Set exercise A: Copy the FRP text again, starting at the words "I think it’s" and stopping after "amount of work.", with "manuscript" swapped for "draft".
Set exercise B: In the FRP text, what will be endorsed in place of the Haskell version of Sodium?

Text:

Evan Czaplicki: A Farewell to FRP
This is old news, I know, but here’s my comment for anyone interested:

When it was announced that Elm is dropping FRP, I removed the Elm section from the book.

I haven’t used Elm much, but my understanding from Evan’s (old) presentations that I’ve seen is that he favours a model where there’s a data structure containing the state of the game, and it gets processed through an update method, for example, something like this:

update :: MouseEvent -> GameState -> GameState

What this does is to separate state right out from logic, and this is the essence of functional programming. Imperative programming encourages you to sweep state management under the rug, and it usually comes back and causes problems. The point of the functional approach is that it forces the programmer to deal with issues of state management explicitly, so they are dealt with properly.

What FRP does is to give you A way (but not necessarily the best way for all situations) to structure this functional state management. It does this by – instead of separating logic and state – putting them together at a fine granularity, but unlike imperative programming – in a composable way. These components are composed into progressively more complex constructions. FRP has many of the advantages of the imperative approach, but with most of the disadvantages removed.

I think it’s unfortunate not to be able to use FRP with Elm, because it fits the Elm model really well and would be a powerful way to write Elm applications. But there is no reason why FRP needs to be baked into Elm as it was. The best approach would be to write an FRP library for Elm.

Steve

Deprecating the Haskell version of Sodium for Reactive Banana

I’ve been working on my FRP book for over a year now and it’s nearly finished. In that time, the Java version of Sodium has been perfected and the Haskell version has been neglected.

Once I’ve finished the manuscript I’ll need to tidy things up for Sodium versions in other languages. This will be a significant amount of work.

In that time, Heinrich Apfelmus’s Reactive Banana has had much love. Recent changes in Sodium and Reactive Banana have meant they are now semantically identical. Also, fragmentation of the FRP space doesn’t help anyone. For these reasons I will deprecate the Haskell version of Sodium and endorse Reactive Banana instead.

Listed records:
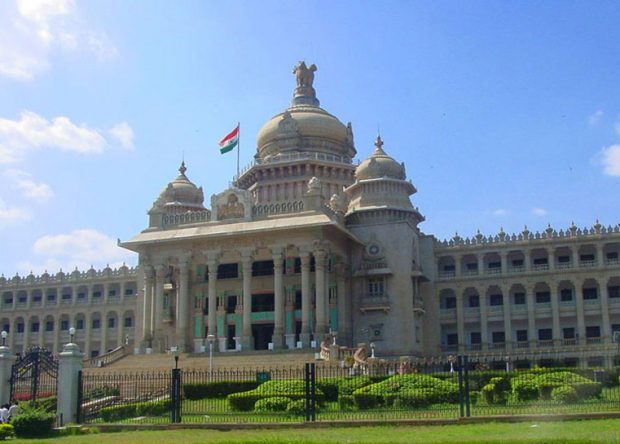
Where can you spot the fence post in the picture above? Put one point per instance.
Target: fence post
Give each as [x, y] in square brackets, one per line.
[461, 387]
[69, 367]
[7, 359]
[175, 395]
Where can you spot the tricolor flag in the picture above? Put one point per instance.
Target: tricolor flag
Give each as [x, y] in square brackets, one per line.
[230, 141]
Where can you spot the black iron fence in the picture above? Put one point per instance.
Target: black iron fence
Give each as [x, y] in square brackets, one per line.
[432, 389]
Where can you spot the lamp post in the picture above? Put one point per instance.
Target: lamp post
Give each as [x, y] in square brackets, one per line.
[210, 341]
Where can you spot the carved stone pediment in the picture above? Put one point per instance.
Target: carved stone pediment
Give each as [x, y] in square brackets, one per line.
[233, 203]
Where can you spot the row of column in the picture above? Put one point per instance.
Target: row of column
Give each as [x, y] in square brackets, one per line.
[531, 315]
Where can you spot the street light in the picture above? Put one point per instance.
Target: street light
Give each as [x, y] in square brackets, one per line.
[211, 341]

Reply A:
I think it’s unfortunate not to be able to use FRP with Elm, because it fits the Elm model really well and would be a powerful way to write Elm applications. But there is no reason why FRP needs to be baked into Elm as it was. The best approach would be to write an FRP library for Elm.

Steve

Deprecating the Haskell version of Sodium for Reactive Banana

I’ve been working on my FRP book for over a year now and it’s nearly finished. In that time, the Java version of Sodium has been perfected and the Haskell version has been neglected.

Once I’ve finished the draft I’ll need to tidy things up for Sodium versions in other languages. This will be a significant amount of work.

Reply B: Heinrich Apfelmus's Reactive Banana.